### [JOB]
Pick out every line in the rows below that contains the word "Target" and copy each of those lines in full.

━━━━━ DATA RECORDS

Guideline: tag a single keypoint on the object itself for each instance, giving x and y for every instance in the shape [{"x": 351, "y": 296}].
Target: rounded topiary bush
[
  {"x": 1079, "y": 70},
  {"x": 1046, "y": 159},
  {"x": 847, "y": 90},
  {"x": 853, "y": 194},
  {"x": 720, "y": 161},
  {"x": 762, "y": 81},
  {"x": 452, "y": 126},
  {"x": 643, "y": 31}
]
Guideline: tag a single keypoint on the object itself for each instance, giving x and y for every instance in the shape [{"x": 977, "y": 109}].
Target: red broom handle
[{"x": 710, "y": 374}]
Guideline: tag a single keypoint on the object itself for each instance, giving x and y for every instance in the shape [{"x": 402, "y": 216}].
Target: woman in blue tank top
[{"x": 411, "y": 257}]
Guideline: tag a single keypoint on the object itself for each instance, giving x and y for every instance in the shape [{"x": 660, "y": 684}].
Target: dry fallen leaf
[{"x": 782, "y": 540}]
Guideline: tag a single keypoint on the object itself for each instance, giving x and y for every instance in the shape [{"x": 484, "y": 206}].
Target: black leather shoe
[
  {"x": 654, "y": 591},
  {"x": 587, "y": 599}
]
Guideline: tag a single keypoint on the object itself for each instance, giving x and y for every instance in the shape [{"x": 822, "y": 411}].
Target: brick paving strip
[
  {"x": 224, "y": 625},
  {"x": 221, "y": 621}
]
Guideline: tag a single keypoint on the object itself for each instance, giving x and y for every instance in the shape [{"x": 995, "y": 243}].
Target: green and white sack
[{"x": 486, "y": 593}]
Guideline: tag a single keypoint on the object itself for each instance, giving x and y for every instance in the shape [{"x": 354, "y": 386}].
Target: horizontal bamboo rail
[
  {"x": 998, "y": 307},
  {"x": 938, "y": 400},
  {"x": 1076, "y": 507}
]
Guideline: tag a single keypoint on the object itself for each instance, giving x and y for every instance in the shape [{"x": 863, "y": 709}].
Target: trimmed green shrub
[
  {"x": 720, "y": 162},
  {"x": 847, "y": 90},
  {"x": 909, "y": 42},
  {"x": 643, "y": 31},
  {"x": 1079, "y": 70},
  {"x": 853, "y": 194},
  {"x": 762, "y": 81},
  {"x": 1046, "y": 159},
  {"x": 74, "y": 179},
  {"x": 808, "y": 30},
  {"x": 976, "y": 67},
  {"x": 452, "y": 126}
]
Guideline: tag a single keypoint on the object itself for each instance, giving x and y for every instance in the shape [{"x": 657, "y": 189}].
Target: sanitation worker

━━━━━━━━━━

### [OUTPUT BELOW]
Target: rounded topiary bush
Target: red broom handle
Target: woman in blue tank top
Target: dry fallen leaf
Target: black leather shoe
Target: brick paving strip
Target: green and white sack
Target: horizontal bamboo rail
Target: trimmed green shrub
Target: sanitation worker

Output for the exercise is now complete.